Exercise task —
Repeat every record below exactly as written.

Extracted data —
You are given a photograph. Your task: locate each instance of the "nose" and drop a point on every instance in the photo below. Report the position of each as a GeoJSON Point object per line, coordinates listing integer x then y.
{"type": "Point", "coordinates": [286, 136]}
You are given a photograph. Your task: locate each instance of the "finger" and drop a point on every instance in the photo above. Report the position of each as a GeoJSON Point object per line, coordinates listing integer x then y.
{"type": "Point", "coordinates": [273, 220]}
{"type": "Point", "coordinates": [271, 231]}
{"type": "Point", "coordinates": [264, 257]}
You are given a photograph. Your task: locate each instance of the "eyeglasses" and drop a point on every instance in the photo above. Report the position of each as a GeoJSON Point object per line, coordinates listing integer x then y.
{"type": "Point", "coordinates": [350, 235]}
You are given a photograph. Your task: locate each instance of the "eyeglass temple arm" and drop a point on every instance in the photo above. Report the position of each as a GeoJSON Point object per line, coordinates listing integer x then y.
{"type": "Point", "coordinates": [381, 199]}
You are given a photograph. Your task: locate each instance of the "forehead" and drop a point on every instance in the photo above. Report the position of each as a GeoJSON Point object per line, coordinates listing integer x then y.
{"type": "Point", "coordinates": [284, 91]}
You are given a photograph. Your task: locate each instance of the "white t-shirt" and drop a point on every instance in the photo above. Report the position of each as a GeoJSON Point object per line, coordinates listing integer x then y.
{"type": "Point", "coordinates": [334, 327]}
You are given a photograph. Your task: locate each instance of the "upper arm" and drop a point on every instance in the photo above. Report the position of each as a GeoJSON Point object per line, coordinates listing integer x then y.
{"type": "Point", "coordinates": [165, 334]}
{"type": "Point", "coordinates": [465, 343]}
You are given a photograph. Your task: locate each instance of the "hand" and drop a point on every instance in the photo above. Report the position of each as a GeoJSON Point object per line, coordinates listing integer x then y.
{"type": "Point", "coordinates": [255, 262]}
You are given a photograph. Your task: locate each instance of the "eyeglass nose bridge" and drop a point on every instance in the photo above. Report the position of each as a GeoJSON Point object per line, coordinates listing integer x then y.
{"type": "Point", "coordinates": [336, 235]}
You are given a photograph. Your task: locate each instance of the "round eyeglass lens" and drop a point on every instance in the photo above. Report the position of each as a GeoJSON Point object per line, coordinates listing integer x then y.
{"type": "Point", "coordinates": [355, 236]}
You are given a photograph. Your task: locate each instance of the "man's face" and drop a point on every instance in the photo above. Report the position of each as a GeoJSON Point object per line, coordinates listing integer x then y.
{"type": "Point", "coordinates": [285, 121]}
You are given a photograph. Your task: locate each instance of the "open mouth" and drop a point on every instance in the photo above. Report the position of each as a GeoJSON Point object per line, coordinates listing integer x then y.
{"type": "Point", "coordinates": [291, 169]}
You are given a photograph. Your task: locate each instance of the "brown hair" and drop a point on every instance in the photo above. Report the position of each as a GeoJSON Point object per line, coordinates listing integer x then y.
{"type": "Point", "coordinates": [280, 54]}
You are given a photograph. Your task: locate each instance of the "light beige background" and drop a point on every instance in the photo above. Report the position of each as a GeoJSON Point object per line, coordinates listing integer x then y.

Response to the task —
You are given a photograph. Your task: locate each instance of the "nose" and drop a point on every instance in the photo below. Report the position of each as a GeoJSON Point object per line, coordinates listing integer x then y.
{"type": "Point", "coordinates": [286, 136]}
You are given a photograph. Your task: locate each instance of the "finger" and drop a point on every instance in the photo above. Report the position of each as a GeoJSON Point object per line, coordinates listing integer x then y.
{"type": "Point", "coordinates": [273, 220]}
{"type": "Point", "coordinates": [271, 231]}
{"type": "Point", "coordinates": [264, 257]}
You are given a photograph. Your task: locate each instance of the "eyeglasses" and drop a point on every instance in the photo above. Report the position of each as a GeoJSON Point object per line, coordinates listing integer x then y.
{"type": "Point", "coordinates": [350, 235]}
You are given a photograph. Your task: locate each instance of the "eyeglass temple arm" and drop a point on every instance in the photo above. Report the position of each as a GeoJSON Point object per line, coordinates listing integer x then y.
{"type": "Point", "coordinates": [381, 199]}
You are given a photograph. Your task: locate each instance of the "forehead" and drop a point on every instance in the photo above. Report the position of each as a GeoJSON Point object per line, coordinates listing integer x then y.
{"type": "Point", "coordinates": [284, 91]}
You are given a photograph. Your task: locate each instance of the "white t-shirt" and drop a point on every instance in the photo above. Report the position of each as a GeoJSON Point object per line, coordinates listing integer x then y.
{"type": "Point", "coordinates": [334, 327]}
You are given a photograph. Your task: locate each instance of the "upper arm" and drop a point on every instance in the photo above. Report the position of each as a GeoJSON Point object per line, coordinates listing integer x then y.
{"type": "Point", "coordinates": [165, 334]}
{"type": "Point", "coordinates": [465, 343]}
You are given a photograph. Your task: locate each instance of the "hand" and drop a point on every instance in the photo above. Report the position of each as a GeoJSON Point object per line, coordinates listing integer x then y.
{"type": "Point", "coordinates": [255, 262]}
You are given a photograph. Your task: locate each instance of the "eyeglass nose bridge" and drop a point on every instance in the photo above. Report the position of each as a GeoJSON Point object per line, coordinates listing integer x then y.
{"type": "Point", "coordinates": [336, 235]}
You are given a photograph. Your task: locate each instance of the "round eyeglass lens" and drop a point on every instance in the photo above. Report the position of each as a GeoJSON Point object per line, coordinates listing integer x then y.
{"type": "Point", "coordinates": [355, 236]}
You are given a photograph. Your task: locate each instance of the "man's face" and drop a point on every instance in the photo above. Report the position of each as a GeoJSON Point object per line, coordinates listing integer x then y.
{"type": "Point", "coordinates": [285, 121]}
You are given a photograph. Your task: locate each instance of the "open mouth" and drop a point on every instance in the photo above. Report the position of each as a GeoJSON Point object per line, coordinates listing integer x then y.
{"type": "Point", "coordinates": [291, 169]}
You are given a photograph. Your task: locate each instance of the "brown hair" and drop a point on every instance in the photo above. Report the position of each as a GeoJSON Point object per line, coordinates listing integer x then y.
{"type": "Point", "coordinates": [280, 54]}
You are given a photograph. Your task: locate each instance of the "light beige background" and drop a point on every instance in the photo above. Report the position of each as a GeoJSON Point object per line, coordinates listing integer x then y.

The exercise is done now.